→ Stored items
--------
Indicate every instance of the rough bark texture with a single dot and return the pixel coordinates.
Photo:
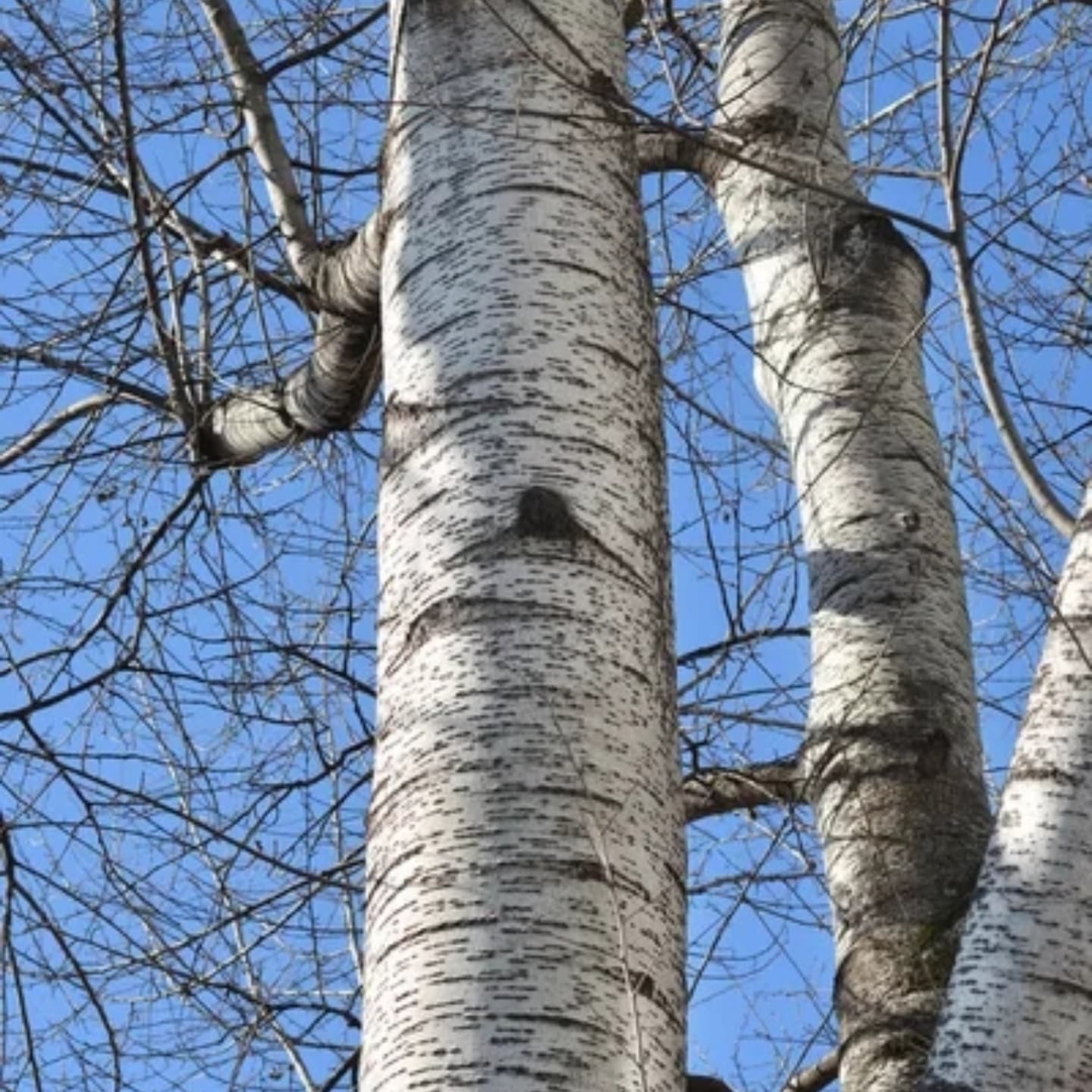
(1019, 1009)
(524, 844)
(893, 759)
--------
→ OBJECTIVE
Select every line of the data above that contains the string "coordinates", matching case exactly, and copy each one out in full.

→ EXERCISE ANSWER
Indicate every instance of the rough bark texture with a single dot and return the pixel coordinates.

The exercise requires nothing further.